SET EXERCISE:
Present the following data again exactly as it is shown.

Location identification items
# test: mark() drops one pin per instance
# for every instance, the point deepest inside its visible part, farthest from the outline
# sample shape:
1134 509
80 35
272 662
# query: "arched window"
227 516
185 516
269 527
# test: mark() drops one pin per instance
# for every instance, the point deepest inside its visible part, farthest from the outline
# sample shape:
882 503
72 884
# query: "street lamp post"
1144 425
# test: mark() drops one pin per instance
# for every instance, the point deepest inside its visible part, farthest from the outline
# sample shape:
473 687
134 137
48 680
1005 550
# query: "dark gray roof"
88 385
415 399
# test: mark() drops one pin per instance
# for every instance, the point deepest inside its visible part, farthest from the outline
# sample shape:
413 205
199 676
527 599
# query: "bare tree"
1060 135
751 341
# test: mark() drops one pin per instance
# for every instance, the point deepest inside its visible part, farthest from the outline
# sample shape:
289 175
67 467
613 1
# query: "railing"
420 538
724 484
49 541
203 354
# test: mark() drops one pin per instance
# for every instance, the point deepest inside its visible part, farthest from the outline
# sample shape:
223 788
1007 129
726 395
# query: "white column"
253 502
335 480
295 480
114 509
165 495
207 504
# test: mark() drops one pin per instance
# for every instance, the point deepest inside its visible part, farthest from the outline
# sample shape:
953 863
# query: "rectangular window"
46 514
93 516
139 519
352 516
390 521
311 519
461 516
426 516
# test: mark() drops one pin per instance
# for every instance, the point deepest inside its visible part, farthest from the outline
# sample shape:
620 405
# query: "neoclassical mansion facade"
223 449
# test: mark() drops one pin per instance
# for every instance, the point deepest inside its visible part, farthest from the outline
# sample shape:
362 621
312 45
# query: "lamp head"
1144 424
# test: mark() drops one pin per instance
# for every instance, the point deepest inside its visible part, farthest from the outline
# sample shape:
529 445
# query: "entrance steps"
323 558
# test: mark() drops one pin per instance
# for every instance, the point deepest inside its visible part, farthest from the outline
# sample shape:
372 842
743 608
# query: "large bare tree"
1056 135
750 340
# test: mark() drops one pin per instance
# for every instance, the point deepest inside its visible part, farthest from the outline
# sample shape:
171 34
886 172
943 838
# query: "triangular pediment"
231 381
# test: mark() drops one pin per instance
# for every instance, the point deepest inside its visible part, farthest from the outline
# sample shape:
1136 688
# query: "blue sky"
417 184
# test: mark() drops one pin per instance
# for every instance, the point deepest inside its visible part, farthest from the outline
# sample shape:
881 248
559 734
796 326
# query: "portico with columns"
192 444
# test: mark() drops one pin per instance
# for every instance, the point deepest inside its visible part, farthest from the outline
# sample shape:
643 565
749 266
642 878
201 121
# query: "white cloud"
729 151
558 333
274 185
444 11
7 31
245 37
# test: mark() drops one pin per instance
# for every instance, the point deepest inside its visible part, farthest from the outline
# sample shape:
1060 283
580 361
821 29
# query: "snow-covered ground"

FINAL RESULT:
# test: mark() drops one pin per instance
# for every instance, the point deepest inside its visible part, farthest from the outline
# sample shape:
1134 509
80 35
272 662
# query: "arched window"
227 516
185 516
269 527
# test: mark() drops one pin per instance
# for every instance, the point deepest inside its visible part, farthest from the outline
# sample shape:
882 503
72 884
# query: "street lamp post"
1144 425
# test: mark() drops one pin per instance
# for every instance, the point deepest inside its visible part, farthest from the outline
# sample shape:
473 687
134 137
48 680
1005 550
# query: "dark gray roof"
88 385
415 399
# test: mark() drops one pin per instance
# for every instance, the point deepest inside its visible part, farthest from the outline
# sample shape:
413 205
199 676
527 599
# query: "bare tree"
1060 135
751 341
# test: mark() drops one pin per instance
# for every instance, the point deepest inside its visible part, farthest from the outline
# sample shape:
289 175
67 467
613 1
# query: "railing"
420 538
724 484
49 541
203 354
# test: mark() drops one pin per instance
# for every instance, the point deepest inside its visible part, farthest from the outline
# sample shape:
223 788
1007 129
726 395
# query: "white column"
253 502
335 480
295 480
114 509
165 495
207 504
# test: mark() drops one pin per instance
# for every instance, the point deepest inside its visible part, farthest from the outline
# sample shape:
953 863
# query: "rectangular window"
46 514
93 516
139 519
352 516
390 521
311 519
461 516
426 516
# test: mark() drops one pin per instance
# for every instance, the point deepest inside its visible part, farthest from the outline
# sample shape:
620 405
# query: "neoclassical mansion facade"
223 449
# test: mark() drops one pin per instance
# for every instance, the point deepest inside its visible part, farthest from the outline
# sample shape:
362 621
312 45
# query: "lamp head"
1144 424
# test: mark() drops one pin per instance
# for every instance, the point deepest inside its visible part, farthest from the outline
# sample shape:
529 445
# query: "entrance steps"
323 558
# test: mark() drops one pin per instance
# for every instance, the point deepest inside its visible part, farthest from the outline
# sample shape:
372 842
743 608
# query: "large bare tree"
1056 135
750 340
# test: mark() drops one pin per instance
# for every instance, the point deepest inside its visible part, farthest from the outline
# sample shape:
171 34
886 172
943 838
# query: "triangular pediment"
231 381
# test: mark() drops one pin per instance
# for every instance, the point deepest inside its visible part, farthest from the outline
# sample shape:
1136 688
# query: "blue sky"
417 184
# test: mark() drops one pin per instance
# for every instance, the point deepest inside its visible part, farthest from the outline
# sample shape:
881 248
559 734
796 326
# query: "portico with columns"
192 444
# test: mark() drops one pin per instance
# for every instance, the point deepest inside its visible part, farthest from the outline
# sample shape:
643 565
749 266
642 878
201 121
# query: "white cloud"
729 151
558 333
274 185
444 11
7 31
245 37
# test: mark() drops one pin per instance
# for every instance, the point deepest inside its visible part, farthest from the outline
# sample shape:
1060 283
580 361
821 29
# query: "snow-covered ground"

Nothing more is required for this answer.